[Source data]

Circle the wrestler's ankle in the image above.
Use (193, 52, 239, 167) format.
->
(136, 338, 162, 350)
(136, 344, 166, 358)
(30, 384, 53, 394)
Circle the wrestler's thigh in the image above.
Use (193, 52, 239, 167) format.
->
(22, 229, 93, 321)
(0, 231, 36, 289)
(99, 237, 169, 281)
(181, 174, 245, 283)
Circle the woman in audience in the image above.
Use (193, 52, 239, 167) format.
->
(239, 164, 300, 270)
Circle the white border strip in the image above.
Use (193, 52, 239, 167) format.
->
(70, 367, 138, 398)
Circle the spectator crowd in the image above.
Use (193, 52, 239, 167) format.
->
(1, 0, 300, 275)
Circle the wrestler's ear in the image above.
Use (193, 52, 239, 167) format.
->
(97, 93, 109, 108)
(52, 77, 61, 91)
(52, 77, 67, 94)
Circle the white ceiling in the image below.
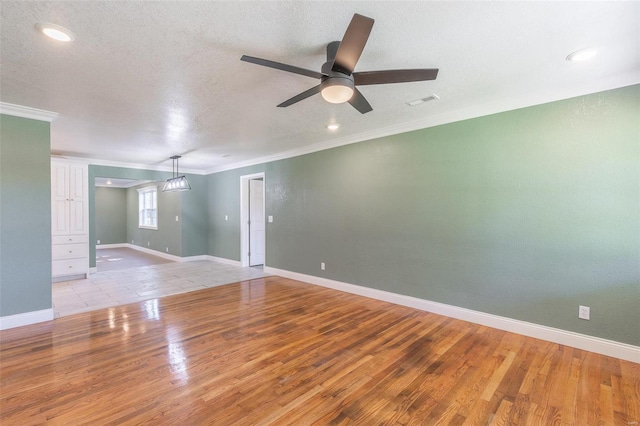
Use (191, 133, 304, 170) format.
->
(1, 1, 638, 174)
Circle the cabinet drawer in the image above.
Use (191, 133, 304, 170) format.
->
(53, 234, 88, 245)
(52, 243, 88, 260)
(52, 258, 88, 277)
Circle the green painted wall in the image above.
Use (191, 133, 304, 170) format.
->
(209, 85, 640, 346)
(126, 183, 182, 255)
(207, 165, 264, 260)
(0, 115, 52, 317)
(95, 187, 127, 245)
(181, 174, 209, 257)
(3, 85, 636, 348)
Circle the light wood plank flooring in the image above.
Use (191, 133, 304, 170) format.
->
(1, 276, 638, 425)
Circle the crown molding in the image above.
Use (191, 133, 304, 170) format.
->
(51, 155, 91, 165)
(205, 76, 640, 175)
(55, 155, 206, 175)
(0, 102, 58, 122)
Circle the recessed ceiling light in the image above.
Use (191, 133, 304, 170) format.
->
(327, 123, 340, 131)
(566, 48, 597, 62)
(35, 23, 76, 42)
(406, 94, 440, 107)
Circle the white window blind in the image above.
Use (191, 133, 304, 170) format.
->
(138, 186, 158, 229)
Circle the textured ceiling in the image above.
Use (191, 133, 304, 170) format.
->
(1, 1, 638, 173)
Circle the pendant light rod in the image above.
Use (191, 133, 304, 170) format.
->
(170, 155, 181, 178)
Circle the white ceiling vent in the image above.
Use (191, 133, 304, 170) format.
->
(406, 94, 440, 107)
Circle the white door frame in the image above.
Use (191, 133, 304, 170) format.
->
(240, 172, 265, 267)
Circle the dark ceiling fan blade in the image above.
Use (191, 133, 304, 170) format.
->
(332, 14, 374, 75)
(348, 88, 373, 114)
(277, 84, 322, 107)
(241, 55, 324, 79)
(353, 69, 439, 85)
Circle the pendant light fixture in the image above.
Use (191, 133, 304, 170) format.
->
(162, 155, 191, 192)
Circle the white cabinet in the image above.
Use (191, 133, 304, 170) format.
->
(51, 160, 89, 278)
(52, 162, 87, 235)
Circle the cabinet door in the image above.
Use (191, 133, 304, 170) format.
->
(51, 163, 70, 235)
(68, 164, 86, 234)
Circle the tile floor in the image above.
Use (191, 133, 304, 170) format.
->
(96, 246, 172, 272)
(53, 260, 270, 318)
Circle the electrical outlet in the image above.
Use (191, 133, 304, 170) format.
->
(268, 215, 273, 223)
(225, 215, 228, 221)
(97, 240, 100, 244)
(166, 247, 169, 252)
(321, 262, 325, 271)
(579, 305, 590, 320)
(131, 240, 134, 244)
(148, 242, 150, 247)
(176, 216, 179, 222)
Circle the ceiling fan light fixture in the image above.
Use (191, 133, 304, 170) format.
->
(321, 85, 354, 104)
(320, 78, 355, 104)
(35, 23, 75, 42)
(241, 13, 438, 114)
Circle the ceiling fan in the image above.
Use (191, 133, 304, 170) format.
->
(241, 13, 439, 114)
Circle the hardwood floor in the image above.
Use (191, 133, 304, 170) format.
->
(1, 276, 638, 425)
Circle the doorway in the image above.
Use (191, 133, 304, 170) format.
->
(240, 173, 265, 267)
(94, 177, 169, 272)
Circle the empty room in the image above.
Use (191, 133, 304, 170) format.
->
(0, 1, 638, 424)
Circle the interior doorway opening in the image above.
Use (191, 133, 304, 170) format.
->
(240, 173, 265, 267)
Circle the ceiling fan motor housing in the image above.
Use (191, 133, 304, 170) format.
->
(320, 60, 355, 88)
(321, 41, 355, 103)
(326, 41, 341, 62)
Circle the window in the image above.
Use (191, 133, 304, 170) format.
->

* **PROBLEM DESCRIPTION**: If a record contains a picture, leave the picture out; repeat the record itself exactly.

* **RESPONSE TO THE TASK**:
Circle the wrestler's ankle in the image above.
Use (193, 52, 239, 167) format.
->
(136, 338, 162, 350)
(136, 344, 166, 358)
(30, 384, 53, 394)
Circle the wrestler's thigh in the image above.
Use (193, 52, 239, 167) format.
->
(22, 229, 93, 321)
(0, 231, 36, 289)
(99, 237, 169, 281)
(181, 174, 245, 283)
Circle the woman in audience in the image above.
Use (193, 52, 239, 167) format.
->
(239, 164, 300, 270)
Circle the white border strip in the image above.
Use (193, 52, 239, 167) format.
->
(70, 367, 138, 398)
Circle the spectator crowd in the image above.
Use (193, 52, 239, 167) format.
->
(1, 0, 300, 275)
Circle the wrestler's ear in the image above.
Use (193, 52, 239, 167) format.
->
(97, 93, 109, 108)
(52, 77, 61, 91)
(52, 77, 67, 94)
Circle the white ceiling in the image below.
Use (191, 133, 304, 170) format.
->
(1, 1, 638, 174)
Circle the cabinet drawer in the image above.
Use (191, 133, 304, 170) format.
->
(53, 234, 88, 245)
(52, 243, 88, 260)
(52, 258, 88, 277)
Circle the green painted wall in the image above.
Use (191, 133, 304, 170) format.
->
(209, 85, 640, 346)
(126, 183, 182, 255)
(207, 165, 264, 260)
(0, 115, 52, 317)
(95, 187, 127, 245)
(181, 174, 209, 257)
(3, 85, 636, 348)
Circle the light wood plank flooring in the image above.
Use (191, 133, 304, 170) format.
->
(1, 276, 638, 425)
Circle the crown molding in the image above.
Use (191, 133, 304, 170) format.
->
(51, 155, 91, 165)
(205, 76, 640, 175)
(55, 155, 206, 175)
(0, 102, 58, 122)
Circle the recessed ceiling light in the image above.
Use (191, 133, 304, 170) format.
->
(327, 123, 340, 131)
(566, 48, 597, 62)
(35, 23, 76, 42)
(406, 94, 440, 107)
Circle the white window blind in the image above.
Use (191, 133, 304, 170) format.
->
(138, 186, 158, 229)
Circle the textured ceiling in the image above.
Use (191, 133, 304, 170) format.
->
(1, 1, 638, 173)
Circle the pendant light rod in the image above.
Use (191, 133, 304, 170) format.
->
(170, 155, 181, 178)
Circle the white ceiling vent in the image above.
Use (191, 133, 304, 170) format.
->
(406, 94, 440, 107)
Circle the white door frame in the image above.
Use (191, 133, 304, 170) format.
->
(240, 172, 265, 267)
Circle the dark ceiling fan blade in the image above.
Use (191, 133, 304, 170) format.
->
(332, 14, 374, 75)
(348, 88, 373, 114)
(277, 84, 322, 107)
(241, 55, 324, 79)
(353, 69, 439, 85)
Circle the pendant light fixture in the image above.
Use (191, 133, 304, 170) format.
->
(162, 155, 191, 192)
Circle the white cabinet in the image above.
Use (191, 133, 304, 170) format.
->
(51, 160, 89, 278)
(52, 162, 87, 235)
Circle the cabinet door in the image above.
Use (191, 133, 304, 170) format.
->
(51, 163, 70, 235)
(68, 164, 86, 234)
Circle the tile floor in the image above.
Use (191, 133, 304, 170) format.
->
(96, 246, 172, 272)
(53, 260, 270, 318)
Circle the electrical outlet in the image above.
Use (191, 133, 304, 170) format.
->
(268, 215, 273, 223)
(225, 215, 228, 221)
(97, 240, 100, 244)
(166, 247, 169, 252)
(321, 262, 325, 271)
(579, 305, 590, 320)
(131, 240, 134, 244)
(148, 242, 150, 247)
(176, 216, 179, 222)
Circle the ceiling fan light fixture in the image above.
Use (191, 133, 304, 170) format.
->
(321, 85, 354, 104)
(320, 78, 355, 104)
(35, 23, 75, 42)
(241, 13, 438, 114)
Circle the ceiling fan in the image above.
Use (191, 133, 304, 170) format.
->
(241, 13, 439, 114)
Circle the hardwood floor in the image above.
Use (191, 133, 304, 170) format.
->
(1, 276, 638, 425)
Circle the doorway in the image above.
Use (191, 133, 304, 170) format.
->
(240, 173, 265, 267)
(94, 177, 169, 272)
Circle the empty room in the image above.
Use (191, 133, 304, 170) format.
->
(0, 1, 638, 424)
Circle the interior doorway opening in the image above.
Use (191, 133, 304, 170) format.
->
(240, 173, 265, 267)
Circle the ceiling fan motor housing in the image above.
Use (191, 133, 304, 170) format.
->
(320, 60, 355, 88)
(321, 41, 355, 103)
(326, 41, 341, 62)
Circle the window in the image above.
Use (191, 133, 304, 170) format.
->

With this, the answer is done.